▶ [Written exercise 1]:
Answer these questions about the forum thread on Kodi's title, one line each:
(a) What does Pixiesmom call Kodi?
(b) How many Q's did Kodi earn, and in how many entries, for his open title?
(c) Which level does krandall say Kodi is a long way from being ready for?

▶ [Source extract]:
+ + + + + + +

I got it now! Thanks, again.


----------



## Pixiesmom (Jul 31, 2008)

Kodi you little overachiever, you!!!
Karen, get this boy an agent!!


----------



## Atticus (May 17, 2011)

Great Job you two!!!!


----------



## krandall (Jun 11, 2009)

Pixiesmom said:


> Kodi you little overachiever, you!!!
> Karen, get this boy an agent!!


He does have fun out there!


----------



## Ruth4Havs (May 13, 2013)

Wow!! That quite a title! Congratulations go Karen and Kodi!:clap2: :cheer2:


----------



## ox3pxo (Sep 29, 2012)

yayyyyyyy!!!


----------



## Eddie (Feb 11, 2012)

WOW that is just wonderful :whoo:


----------



## nlb (Feb 26, 2012)

Awesome for you both! Woot!


----------



## Lalla (Jul 30, 2013)

Only just found this thread - congratulations Karen and Kodi!! Brilliant!


----------



## krandall (Jun 11, 2009)

Thanks, Lalla! I was pretty proud of my little guy… three Q's in 3 entries for his open title. I don't feel like he's really TOTALLY secure in the exercises, but he tried his little heart out. The good thing is that Novice is feeling easy these days! 

We'll STAY at Open level for a while. He's a LONG way from ready for Utility level!!!


----------



## Sarahdee (Apr 5, 2012)

So fun to watch! Thanks for sharing and congratulations!


----------

+ + + + + + +

▶ [Exercise material]:
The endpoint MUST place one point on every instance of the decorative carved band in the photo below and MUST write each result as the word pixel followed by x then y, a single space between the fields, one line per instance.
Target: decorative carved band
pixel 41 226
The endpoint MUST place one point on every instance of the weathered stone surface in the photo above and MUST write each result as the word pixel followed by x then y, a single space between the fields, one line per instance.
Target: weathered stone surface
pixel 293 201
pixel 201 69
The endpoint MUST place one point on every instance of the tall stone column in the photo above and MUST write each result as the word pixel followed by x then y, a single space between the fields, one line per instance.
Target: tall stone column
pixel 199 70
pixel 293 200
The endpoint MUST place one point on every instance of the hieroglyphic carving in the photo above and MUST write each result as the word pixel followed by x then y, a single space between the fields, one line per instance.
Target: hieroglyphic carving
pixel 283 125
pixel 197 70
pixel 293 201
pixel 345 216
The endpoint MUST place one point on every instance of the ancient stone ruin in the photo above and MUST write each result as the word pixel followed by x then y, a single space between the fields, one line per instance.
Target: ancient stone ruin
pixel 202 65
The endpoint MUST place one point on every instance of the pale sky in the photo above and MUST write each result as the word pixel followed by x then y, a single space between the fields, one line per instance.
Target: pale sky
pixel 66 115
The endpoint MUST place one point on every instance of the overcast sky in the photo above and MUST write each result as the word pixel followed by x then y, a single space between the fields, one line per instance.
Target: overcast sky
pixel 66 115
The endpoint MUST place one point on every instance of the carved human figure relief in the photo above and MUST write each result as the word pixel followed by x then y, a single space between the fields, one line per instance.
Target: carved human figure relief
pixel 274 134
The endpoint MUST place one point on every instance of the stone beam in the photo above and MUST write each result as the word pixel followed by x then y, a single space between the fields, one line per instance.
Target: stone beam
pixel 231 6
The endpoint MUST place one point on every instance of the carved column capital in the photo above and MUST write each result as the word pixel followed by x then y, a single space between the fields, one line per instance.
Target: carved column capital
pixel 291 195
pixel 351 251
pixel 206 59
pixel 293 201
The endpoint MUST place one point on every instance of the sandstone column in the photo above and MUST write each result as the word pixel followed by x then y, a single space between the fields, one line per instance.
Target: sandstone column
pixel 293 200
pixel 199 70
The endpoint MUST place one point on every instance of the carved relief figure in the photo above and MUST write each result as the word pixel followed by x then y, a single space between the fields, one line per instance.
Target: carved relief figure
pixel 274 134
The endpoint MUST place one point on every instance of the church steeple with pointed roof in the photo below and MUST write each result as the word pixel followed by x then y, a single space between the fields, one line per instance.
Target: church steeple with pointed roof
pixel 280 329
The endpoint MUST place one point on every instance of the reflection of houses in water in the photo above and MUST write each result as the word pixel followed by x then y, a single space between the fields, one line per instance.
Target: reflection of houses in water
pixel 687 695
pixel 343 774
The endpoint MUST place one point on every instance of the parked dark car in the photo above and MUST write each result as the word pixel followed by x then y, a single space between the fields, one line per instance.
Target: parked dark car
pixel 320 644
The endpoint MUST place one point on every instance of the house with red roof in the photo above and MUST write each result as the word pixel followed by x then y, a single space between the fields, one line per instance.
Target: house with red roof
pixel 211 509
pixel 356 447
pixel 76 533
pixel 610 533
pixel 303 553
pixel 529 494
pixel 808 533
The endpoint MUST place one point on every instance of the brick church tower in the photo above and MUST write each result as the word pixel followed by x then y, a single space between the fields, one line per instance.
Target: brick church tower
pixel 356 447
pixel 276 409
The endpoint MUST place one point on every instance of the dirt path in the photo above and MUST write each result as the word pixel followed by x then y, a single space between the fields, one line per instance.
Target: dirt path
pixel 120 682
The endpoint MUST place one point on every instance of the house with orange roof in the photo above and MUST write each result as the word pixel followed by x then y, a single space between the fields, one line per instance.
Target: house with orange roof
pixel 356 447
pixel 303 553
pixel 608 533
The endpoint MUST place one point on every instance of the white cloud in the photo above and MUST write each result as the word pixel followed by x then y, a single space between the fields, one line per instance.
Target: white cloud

+ + + + + + +

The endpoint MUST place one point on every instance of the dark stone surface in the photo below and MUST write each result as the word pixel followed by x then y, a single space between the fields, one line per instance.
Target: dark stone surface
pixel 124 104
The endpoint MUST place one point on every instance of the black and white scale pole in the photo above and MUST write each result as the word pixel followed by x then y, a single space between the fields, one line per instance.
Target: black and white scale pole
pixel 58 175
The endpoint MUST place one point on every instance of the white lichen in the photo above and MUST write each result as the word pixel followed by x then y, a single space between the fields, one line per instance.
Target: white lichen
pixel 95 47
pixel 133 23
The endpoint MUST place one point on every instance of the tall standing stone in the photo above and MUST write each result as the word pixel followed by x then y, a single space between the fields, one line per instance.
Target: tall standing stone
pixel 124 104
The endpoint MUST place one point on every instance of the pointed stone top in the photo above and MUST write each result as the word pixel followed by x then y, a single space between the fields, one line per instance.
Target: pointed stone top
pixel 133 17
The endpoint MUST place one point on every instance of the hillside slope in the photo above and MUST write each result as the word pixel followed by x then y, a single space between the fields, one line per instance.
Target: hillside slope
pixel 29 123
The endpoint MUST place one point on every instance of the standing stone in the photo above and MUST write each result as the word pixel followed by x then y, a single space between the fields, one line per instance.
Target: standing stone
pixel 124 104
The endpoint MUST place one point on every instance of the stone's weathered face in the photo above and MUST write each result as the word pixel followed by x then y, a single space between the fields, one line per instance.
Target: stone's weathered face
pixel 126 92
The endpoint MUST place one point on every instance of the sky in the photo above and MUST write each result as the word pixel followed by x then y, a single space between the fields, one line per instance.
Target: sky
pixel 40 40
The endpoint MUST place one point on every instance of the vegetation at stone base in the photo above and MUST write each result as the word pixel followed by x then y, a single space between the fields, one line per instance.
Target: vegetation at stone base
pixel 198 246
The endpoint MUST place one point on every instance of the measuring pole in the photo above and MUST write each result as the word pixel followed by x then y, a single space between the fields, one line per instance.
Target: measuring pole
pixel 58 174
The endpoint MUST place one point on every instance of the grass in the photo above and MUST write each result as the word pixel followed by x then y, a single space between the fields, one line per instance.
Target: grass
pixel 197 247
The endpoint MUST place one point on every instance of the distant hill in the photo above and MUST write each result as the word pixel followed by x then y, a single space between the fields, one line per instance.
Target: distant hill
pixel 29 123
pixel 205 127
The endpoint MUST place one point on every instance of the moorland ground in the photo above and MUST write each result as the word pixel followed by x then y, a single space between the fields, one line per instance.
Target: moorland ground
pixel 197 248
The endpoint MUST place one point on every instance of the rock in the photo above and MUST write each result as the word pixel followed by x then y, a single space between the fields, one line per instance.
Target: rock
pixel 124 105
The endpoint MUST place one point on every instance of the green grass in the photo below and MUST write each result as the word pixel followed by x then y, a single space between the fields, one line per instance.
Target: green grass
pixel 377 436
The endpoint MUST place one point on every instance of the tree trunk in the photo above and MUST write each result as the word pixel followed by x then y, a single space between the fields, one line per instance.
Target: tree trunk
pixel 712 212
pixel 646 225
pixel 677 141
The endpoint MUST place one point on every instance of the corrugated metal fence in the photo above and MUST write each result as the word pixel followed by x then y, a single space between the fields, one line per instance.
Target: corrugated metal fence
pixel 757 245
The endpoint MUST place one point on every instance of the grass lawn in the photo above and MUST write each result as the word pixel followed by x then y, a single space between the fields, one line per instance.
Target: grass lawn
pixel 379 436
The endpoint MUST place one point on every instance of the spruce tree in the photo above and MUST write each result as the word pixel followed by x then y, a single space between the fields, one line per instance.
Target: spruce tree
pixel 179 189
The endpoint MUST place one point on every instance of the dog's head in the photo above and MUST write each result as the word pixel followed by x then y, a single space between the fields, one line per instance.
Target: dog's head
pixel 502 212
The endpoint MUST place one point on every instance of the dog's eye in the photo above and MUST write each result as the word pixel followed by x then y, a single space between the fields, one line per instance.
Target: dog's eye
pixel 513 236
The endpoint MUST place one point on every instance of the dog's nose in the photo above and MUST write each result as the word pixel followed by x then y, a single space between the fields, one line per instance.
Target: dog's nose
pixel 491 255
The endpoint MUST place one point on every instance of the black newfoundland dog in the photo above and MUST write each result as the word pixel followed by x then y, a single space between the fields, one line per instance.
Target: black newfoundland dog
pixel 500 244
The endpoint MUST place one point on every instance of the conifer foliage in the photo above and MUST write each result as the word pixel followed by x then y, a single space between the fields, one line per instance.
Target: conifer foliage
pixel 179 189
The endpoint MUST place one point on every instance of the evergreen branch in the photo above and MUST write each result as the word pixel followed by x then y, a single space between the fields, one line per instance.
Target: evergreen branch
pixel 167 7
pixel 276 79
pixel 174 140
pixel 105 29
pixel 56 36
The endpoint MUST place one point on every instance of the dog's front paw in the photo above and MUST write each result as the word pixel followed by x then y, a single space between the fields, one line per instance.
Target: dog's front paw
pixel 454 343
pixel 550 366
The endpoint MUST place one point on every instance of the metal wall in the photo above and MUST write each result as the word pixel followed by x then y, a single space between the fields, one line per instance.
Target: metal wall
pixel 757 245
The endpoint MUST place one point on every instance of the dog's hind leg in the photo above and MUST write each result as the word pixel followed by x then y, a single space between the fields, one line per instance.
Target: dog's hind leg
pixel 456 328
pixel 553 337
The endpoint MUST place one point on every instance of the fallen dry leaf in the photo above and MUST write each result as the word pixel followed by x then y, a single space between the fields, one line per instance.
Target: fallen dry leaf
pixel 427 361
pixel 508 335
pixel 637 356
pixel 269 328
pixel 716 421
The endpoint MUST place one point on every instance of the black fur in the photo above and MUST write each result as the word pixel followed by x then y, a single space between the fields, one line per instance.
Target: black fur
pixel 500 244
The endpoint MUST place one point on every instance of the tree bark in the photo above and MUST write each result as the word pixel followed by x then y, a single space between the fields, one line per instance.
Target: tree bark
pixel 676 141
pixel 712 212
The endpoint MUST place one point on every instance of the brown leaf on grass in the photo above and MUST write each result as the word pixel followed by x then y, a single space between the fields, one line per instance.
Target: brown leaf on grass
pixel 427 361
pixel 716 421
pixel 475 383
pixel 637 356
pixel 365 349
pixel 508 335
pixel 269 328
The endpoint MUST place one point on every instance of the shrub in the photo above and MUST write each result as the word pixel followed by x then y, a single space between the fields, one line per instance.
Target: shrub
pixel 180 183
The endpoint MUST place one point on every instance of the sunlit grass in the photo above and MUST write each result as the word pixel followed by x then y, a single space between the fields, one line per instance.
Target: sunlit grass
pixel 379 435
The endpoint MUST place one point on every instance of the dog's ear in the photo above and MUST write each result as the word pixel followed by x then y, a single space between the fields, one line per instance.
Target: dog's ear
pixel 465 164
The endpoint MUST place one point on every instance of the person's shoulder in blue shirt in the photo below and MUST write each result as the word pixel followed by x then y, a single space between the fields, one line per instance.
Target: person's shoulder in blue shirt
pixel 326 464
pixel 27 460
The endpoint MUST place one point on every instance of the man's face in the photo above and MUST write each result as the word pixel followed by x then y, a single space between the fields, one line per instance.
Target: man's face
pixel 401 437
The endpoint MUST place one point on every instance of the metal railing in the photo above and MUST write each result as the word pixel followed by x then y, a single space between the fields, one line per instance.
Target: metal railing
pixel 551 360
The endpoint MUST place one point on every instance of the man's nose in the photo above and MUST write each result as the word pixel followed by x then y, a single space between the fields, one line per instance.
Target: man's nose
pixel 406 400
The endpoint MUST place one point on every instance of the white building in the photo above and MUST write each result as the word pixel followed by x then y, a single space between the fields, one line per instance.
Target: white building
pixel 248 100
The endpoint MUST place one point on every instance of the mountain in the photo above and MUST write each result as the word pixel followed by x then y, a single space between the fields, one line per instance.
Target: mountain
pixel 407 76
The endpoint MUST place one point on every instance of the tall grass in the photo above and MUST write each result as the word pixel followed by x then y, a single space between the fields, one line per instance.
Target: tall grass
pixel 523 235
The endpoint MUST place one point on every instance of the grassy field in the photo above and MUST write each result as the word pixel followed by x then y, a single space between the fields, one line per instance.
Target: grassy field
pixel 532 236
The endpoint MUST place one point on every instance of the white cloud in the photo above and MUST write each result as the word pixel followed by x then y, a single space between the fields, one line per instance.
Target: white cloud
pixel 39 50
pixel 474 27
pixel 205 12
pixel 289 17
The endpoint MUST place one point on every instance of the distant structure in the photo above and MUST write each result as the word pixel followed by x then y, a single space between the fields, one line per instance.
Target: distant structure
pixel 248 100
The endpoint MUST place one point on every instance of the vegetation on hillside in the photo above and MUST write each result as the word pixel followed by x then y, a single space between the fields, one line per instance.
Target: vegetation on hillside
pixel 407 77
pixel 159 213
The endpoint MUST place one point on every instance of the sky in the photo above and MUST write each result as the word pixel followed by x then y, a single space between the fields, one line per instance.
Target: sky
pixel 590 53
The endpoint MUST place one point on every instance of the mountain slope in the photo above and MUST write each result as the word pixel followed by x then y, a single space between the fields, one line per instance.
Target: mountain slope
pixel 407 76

+ + + + + + +

▶ [Written exercise 2]:
Show every line of the records that contains the word "brick".

▶ [Task solution 1]:
(a) A little overachiever.
(b) Three Q's in 3 entries.
(c) Utility level.

▶ [Task solution 2]:
The endpoint MUST place one point on every instance of the brick church tower in the photo above and MUST write each result as the word pixel followed by x then y, a single space between the fields, one line per instance.
Target: brick church tower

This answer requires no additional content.